*About this exercise:*
Word for word, reproduce each line of the data below, omitting every image.

*Data supplied:*
☆ ☆ ☆ ☆

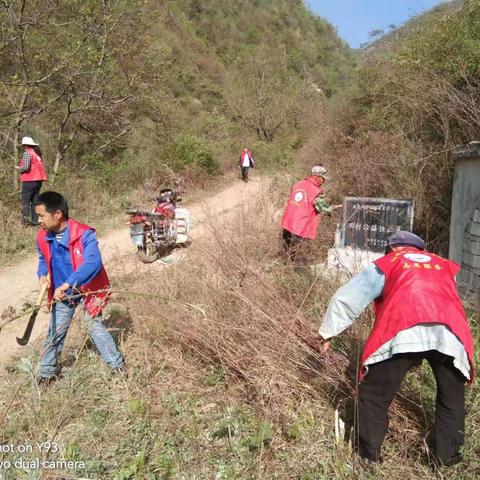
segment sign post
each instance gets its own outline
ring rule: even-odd
[[[411,200],[346,197],[343,222],[328,251],[328,268],[351,276],[385,254],[388,237],[413,229]]]
[[[412,231],[413,210],[411,200],[346,197],[341,246],[384,252],[392,233]]]

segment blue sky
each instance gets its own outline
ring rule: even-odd
[[[306,0],[311,10],[337,27],[351,47],[368,41],[374,29],[388,30],[410,17],[442,3],[442,0]]]

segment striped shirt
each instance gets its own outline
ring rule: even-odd
[[[65,234],[65,230],[66,230],[66,228],[64,228],[61,232],[55,233],[55,240],[57,242],[61,242],[61,240],[63,238],[63,235]]]

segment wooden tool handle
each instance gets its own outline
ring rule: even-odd
[[[45,297],[45,293],[47,292],[47,290],[48,290],[48,282],[45,282],[42,285],[42,288],[40,289],[40,293],[38,294],[38,297],[37,297],[37,301],[35,302],[36,307],[40,307],[40,305],[42,305],[43,297]]]

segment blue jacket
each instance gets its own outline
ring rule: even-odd
[[[47,242],[50,244],[50,252],[52,254],[51,268],[53,288],[58,288],[64,283],[68,283],[72,287],[81,286],[93,280],[102,268],[102,257],[98,249],[98,241],[93,230],[87,230],[82,235],[84,263],[76,272],[73,271],[70,252],[68,250],[69,229],[65,229],[60,241],[57,241],[55,232],[48,232],[46,236]],[[48,274],[48,268],[44,256],[38,250],[38,269],[39,277]],[[68,291],[67,293],[71,293]]]

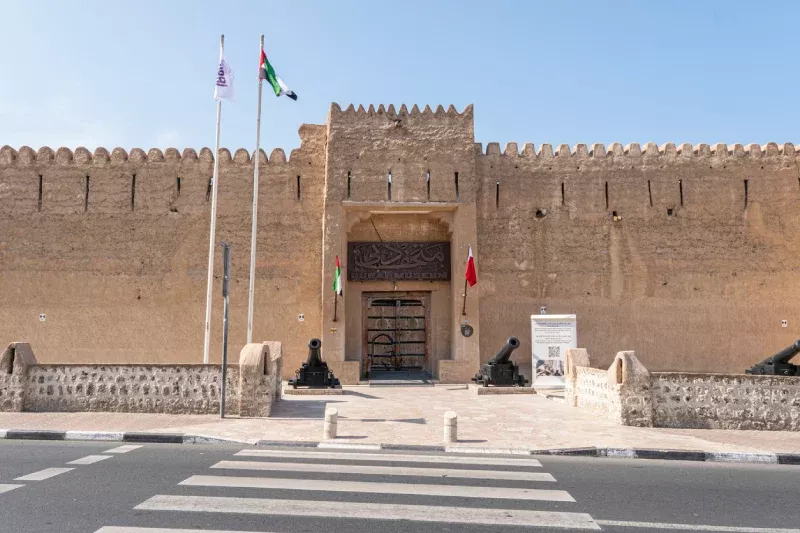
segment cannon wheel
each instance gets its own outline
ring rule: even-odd
[[[484,387],[488,387],[489,386],[489,376],[482,376],[481,377],[481,383],[483,384]]]

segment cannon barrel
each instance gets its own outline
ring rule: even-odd
[[[500,351],[489,359],[489,364],[502,365],[508,363],[509,358],[511,358],[511,353],[517,348],[519,348],[519,339],[516,337],[509,337],[503,347],[500,348]]]
[[[772,355],[763,361],[761,361],[762,365],[780,365],[788,363],[792,357],[800,353],[800,339],[796,340],[794,344],[791,346],[787,346],[780,352]]]
[[[319,339],[311,339],[308,341],[308,359],[306,364],[308,366],[322,365],[322,358],[319,355],[319,349],[322,347],[322,341]]]

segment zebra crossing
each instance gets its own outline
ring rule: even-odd
[[[334,532],[356,527],[342,529],[341,520],[410,521],[419,523],[419,531],[448,524],[599,530],[541,469],[533,458],[247,449],[190,475],[167,491],[172,493],[136,505],[146,523],[109,524],[95,533],[294,533],[308,531],[298,525],[303,518],[316,524],[333,519],[327,529]],[[202,527],[221,527],[197,529],[193,522],[187,528],[185,517]],[[259,517],[271,517],[270,528],[253,529],[250,522],[245,529],[226,527],[247,517],[259,524]],[[276,517],[291,520],[275,522]]]

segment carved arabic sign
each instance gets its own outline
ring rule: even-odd
[[[347,280],[450,279],[449,242],[351,242]]]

☆ ☆ ☆ ☆

*Solution to the exercise:*
segment sign post
each instance gets its own outline
ring rule: even-odd
[[[411,200],[346,197],[343,222],[328,251],[328,268],[351,276],[385,254],[388,237],[413,229]]]
[[[412,231],[413,210],[411,200],[346,197],[341,246],[384,252],[392,233]]]

segment blue sky
each instance gets its own outline
ring rule: even-odd
[[[306,0],[311,10],[337,27],[351,47],[368,41],[374,29],[388,30],[410,17],[442,3],[442,0]]]

segment striped shirt
each instance gets its own outline
ring rule: even-odd
[[[65,234],[65,230],[66,230],[66,228],[64,228],[61,232],[55,233],[55,240],[57,242],[61,242],[61,240],[63,238],[63,235]]]

segment wooden tool handle
each instance gets its own outline
ring rule: even-odd
[[[45,297],[45,293],[47,292],[47,290],[48,290],[48,282],[45,282],[42,285],[42,288],[40,289],[40,293],[38,294],[38,297],[37,297],[37,301],[35,302],[36,307],[40,307],[40,305],[42,305],[43,297]]]

segment blue jacket
each instance gets its own outline
ring rule: even-odd
[[[47,242],[50,244],[50,252],[52,254],[51,268],[53,288],[58,288],[64,283],[68,283],[72,287],[81,286],[93,280],[102,268],[102,257],[98,249],[98,241],[93,230],[87,230],[82,235],[84,263],[76,272],[73,271],[70,252],[68,250],[69,229],[65,229],[60,241],[57,241],[55,232],[48,232],[46,236]],[[48,274],[48,268],[44,256],[38,250],[38,269],[39,277]],[[68,291],[67,293],[71,293]]]

segment cannon wheel
each instance gets its own outline
ring rule: even-odd
[[[484,387],[488,387],[489,386],[489,376],[482,376],[481,377],[481,383],[483,384]]]

segment cannon barrel
each instance gets its own outline
ring rule: even-odd
[[[500,351],[489,359],[489,364],[502,365],[508,363],[509,358],[511,358],[511,353],[517,348],[519,348],[519,339],[516,337],[509,337],[503,347],[500,348]]]
[[[772,355],[763,361],[761,361],[762,365],[780,365],[788,363],[792,357],[800,353],[800,339],[796,340],[794,344],[791,346],[787,346],[780,352]]]
[[[319,339],[311,339],[308,341],[308,359],[306,364],[308,366],[322,365],[322,358],[319,355],[319,349],[322,347],[322,341]]]

segment zebra crossing
each instance gets its own outline
ring rule: even-odd
[[[334,532],[356,527],[342,529],[341,520],[410,521],[419,523],[419,531],[448,524],[599,530],[541,469],[533,458],[247,449],[190,475],[167,491],[172,493],[136,505],[146,523],[109,524],[95,533],[294,533],[308,531],[298,525],[303,518],[316,524],[333,519],[327,529]],[[202,527],[221,527],[197,529],[193,522],[187,528],[185,517]],[[259,517],[271,517],[270,528],[253,529],[250,522],[245,529],[226,527],[247,517],[259,524]],[[276,517],[291,520],[275,522]]]

segment carved arabic sign
each instance gets its own outline
ring rule: even-odd
[[[347,280],[450,279],[449,242],[351,242]]]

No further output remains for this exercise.